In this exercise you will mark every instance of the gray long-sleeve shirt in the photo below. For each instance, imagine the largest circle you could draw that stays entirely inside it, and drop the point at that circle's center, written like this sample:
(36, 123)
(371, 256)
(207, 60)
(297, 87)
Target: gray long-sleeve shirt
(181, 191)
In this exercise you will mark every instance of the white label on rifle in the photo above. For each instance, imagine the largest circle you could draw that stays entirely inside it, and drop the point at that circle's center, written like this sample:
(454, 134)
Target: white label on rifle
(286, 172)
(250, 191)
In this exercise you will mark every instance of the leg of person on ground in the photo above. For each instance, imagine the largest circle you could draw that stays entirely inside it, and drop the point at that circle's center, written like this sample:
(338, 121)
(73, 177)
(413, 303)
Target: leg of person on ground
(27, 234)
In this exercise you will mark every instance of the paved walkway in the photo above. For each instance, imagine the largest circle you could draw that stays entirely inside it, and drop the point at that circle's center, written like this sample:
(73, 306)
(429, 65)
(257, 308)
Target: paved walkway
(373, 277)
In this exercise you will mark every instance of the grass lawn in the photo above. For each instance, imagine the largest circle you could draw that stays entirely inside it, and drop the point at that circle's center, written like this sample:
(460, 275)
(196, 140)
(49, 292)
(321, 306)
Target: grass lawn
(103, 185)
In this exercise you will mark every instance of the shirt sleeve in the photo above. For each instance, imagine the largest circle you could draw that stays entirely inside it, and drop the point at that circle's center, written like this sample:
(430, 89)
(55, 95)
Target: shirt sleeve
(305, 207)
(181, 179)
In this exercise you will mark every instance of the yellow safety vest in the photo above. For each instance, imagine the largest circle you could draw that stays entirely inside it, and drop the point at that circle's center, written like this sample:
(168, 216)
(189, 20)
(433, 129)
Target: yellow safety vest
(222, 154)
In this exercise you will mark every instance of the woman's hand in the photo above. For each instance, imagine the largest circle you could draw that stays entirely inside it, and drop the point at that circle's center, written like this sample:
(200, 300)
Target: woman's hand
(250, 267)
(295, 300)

======

TO DO: What you write must match the records above line for line.

ANSWER TO THIS PROBLEM:
In this exercise you will mark every instance of the gray long-sleeve shirt in the photo below. For each instance, imagine the largest circle you could draw that stays entirely inside it, and drop the point at that circle's center, written like this sample:
(36, 123)
(371, 256)
(207, 60)
(297, 87)
Target: gray long-sleeve shirt
(181, 191)
In this exercise you will mark every instance of the white label on rifle in the photo above. For each instance, imagine the largest circle you could draw that stays entirely inside it, and drop the point at that circle's center, written like this sample:
(454, 134)
Target: white label on rifle
(286, 172)
(250, 191)
In this exercise you will mark every instance of the leg of person on ground in the photo above. For each instance, imagine the largest circle you could draw that stays entirely inside it, and drop the point at that circle's center, written like this sample:
(338, 121)
(73, 177)
(413, 303)
Target: leg of person on ground
(27, 234)
In this exercise you will mark every instance of the paved walkway in the photo above. For each instance, imagine the largest circle you could draw that stays entirely inside it, and drop the point at that circle's center, written like this sample:
(73, 306)
(429, 65)
(257, 308)
Target: paved walkway
(373, 277)
In this exercise you will mark every instance of the grass lawn in the photo above. For each instance, imagine the largest circle you could draw that stays entirely inside it, and drop the point at that circle's center, written like this sample:
(460, 275)
(196, 140)
(49, 292)
(321, 306)
Target: grass lawn
(103, 185)
In this exercise you will mark every instance of the shirt sleeve in the photo above. For each instance, imagine the largest circle you could draw that stays entirely inside it, and drop the point at that circle's center, written like this sample:
(430, 89)
(55, 95)
Target: shirt sleeve
(305, 207)
(181, 179)
In this exercise you will mark every instance of the yellow safety vest in the photo above. For each instance, imagine the largest circle you could draw that stays entirely inside it, and drop the point at that circle's center, written like this sample:
(168, 216)
(189, 20)
(433, 129)
Target: yellow safety vest
(222, 154)
In this exercise you will mark every instance of the woman's hand in the photo above. For each instance, imagine the largest circle you could draw that stays entirely inside it, and drop the point at that circle's center, written like this sample:
(200, 300)
Target: woman's hand
(250, 267)
(295, 300)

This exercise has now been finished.